From the records below, work out how many lines contain "stone". Reply with that number alone.

DATA TO EXAMINE below:

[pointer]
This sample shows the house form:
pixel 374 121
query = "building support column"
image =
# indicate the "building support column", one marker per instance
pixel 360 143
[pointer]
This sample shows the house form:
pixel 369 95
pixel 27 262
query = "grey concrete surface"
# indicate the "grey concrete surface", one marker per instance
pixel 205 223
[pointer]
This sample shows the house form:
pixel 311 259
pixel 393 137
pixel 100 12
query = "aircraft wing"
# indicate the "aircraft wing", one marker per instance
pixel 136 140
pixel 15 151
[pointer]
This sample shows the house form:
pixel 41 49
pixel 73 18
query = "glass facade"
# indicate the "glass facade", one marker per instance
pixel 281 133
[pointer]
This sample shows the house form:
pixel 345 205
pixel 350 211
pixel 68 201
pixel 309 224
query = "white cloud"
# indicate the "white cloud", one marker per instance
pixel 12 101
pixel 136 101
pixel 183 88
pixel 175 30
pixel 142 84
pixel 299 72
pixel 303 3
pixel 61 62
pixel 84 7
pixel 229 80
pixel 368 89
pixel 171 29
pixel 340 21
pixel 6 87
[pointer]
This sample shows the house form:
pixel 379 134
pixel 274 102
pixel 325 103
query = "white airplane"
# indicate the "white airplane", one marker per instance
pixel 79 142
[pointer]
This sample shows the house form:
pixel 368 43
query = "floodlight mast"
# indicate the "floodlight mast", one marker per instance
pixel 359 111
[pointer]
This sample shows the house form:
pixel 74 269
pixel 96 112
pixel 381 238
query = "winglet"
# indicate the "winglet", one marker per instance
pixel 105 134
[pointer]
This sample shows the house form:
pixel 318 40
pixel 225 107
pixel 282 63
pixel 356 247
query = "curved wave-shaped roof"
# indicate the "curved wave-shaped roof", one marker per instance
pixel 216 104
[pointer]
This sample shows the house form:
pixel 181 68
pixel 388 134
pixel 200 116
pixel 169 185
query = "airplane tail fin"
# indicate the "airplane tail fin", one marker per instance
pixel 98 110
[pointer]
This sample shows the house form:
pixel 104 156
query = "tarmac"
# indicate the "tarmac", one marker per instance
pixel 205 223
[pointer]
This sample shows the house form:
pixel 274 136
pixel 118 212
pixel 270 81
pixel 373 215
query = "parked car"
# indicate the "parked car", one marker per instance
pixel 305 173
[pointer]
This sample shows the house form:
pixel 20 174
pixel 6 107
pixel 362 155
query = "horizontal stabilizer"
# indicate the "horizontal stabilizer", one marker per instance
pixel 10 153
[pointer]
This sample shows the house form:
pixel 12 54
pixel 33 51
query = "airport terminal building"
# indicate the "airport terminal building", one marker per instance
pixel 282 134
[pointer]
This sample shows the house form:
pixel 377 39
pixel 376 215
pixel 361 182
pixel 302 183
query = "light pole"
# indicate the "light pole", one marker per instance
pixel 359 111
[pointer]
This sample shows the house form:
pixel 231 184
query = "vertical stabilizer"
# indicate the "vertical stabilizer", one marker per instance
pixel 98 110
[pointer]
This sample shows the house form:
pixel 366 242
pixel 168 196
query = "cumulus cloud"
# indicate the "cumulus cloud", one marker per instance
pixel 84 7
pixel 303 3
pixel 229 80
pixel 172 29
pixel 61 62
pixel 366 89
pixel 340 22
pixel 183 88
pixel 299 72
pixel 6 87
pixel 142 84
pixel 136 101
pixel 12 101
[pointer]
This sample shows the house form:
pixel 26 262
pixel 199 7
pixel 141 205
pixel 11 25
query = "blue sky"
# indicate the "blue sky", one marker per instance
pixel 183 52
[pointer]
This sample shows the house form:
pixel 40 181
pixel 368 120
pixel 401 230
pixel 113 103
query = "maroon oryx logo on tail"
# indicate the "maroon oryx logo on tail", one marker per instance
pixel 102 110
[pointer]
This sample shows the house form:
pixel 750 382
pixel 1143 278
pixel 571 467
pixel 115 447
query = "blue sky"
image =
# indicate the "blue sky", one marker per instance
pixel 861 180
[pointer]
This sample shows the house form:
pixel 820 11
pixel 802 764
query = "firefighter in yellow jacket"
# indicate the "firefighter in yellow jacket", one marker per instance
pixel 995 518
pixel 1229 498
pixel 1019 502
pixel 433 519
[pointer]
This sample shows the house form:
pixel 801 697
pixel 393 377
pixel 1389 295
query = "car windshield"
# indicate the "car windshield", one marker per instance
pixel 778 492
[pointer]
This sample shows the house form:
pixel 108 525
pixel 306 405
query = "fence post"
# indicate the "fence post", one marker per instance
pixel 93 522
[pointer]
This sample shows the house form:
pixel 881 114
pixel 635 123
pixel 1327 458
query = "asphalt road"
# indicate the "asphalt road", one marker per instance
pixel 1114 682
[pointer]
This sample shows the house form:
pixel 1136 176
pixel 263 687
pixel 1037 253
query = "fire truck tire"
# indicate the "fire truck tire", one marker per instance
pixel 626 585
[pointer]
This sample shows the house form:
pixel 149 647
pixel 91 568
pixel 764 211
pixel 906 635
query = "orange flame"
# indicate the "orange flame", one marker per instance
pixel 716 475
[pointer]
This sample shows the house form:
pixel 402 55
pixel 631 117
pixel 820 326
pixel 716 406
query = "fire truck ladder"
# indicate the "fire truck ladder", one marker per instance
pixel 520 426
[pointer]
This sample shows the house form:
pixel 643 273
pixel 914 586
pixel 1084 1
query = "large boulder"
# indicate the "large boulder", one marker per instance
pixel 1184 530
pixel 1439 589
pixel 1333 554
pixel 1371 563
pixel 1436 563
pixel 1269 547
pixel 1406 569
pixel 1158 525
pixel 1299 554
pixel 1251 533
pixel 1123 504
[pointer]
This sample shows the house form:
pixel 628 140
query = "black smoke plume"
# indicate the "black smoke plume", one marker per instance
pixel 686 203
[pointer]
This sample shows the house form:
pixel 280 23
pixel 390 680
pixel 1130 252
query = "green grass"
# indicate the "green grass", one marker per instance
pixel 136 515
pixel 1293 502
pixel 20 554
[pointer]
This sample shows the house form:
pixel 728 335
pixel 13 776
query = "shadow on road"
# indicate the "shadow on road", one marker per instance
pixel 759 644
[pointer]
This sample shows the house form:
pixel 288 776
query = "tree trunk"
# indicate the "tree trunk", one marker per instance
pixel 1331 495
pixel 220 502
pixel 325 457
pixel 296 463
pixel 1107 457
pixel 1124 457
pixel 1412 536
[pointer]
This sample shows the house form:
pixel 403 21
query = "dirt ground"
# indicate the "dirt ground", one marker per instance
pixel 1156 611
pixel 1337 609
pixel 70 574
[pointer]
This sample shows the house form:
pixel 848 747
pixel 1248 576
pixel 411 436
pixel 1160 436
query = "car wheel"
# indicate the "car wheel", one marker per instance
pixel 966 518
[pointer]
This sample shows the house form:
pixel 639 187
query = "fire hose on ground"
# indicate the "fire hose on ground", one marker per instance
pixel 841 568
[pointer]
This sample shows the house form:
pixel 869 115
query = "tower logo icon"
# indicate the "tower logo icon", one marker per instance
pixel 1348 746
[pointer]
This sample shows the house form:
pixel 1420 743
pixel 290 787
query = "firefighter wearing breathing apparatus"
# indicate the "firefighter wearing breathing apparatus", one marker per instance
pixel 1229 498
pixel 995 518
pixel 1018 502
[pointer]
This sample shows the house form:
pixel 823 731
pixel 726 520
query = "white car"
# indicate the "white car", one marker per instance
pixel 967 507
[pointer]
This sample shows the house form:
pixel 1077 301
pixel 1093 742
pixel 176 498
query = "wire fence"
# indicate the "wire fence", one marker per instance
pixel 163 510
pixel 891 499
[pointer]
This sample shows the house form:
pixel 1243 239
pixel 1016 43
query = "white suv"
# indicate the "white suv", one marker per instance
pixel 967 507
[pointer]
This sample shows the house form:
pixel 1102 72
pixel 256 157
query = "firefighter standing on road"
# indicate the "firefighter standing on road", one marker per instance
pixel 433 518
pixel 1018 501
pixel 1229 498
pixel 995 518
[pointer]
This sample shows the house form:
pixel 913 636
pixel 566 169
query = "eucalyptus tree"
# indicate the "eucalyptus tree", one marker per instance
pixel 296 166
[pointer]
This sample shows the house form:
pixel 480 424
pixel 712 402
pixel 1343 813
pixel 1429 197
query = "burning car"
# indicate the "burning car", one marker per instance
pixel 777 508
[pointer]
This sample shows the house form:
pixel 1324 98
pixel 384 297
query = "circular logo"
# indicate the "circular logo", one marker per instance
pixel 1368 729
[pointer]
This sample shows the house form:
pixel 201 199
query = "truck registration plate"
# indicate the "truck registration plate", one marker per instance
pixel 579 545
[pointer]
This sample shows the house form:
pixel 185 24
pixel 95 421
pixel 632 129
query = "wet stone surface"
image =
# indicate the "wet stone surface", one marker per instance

End of DATA TO EXAMINE.

_EXPECTED ANSWER_
2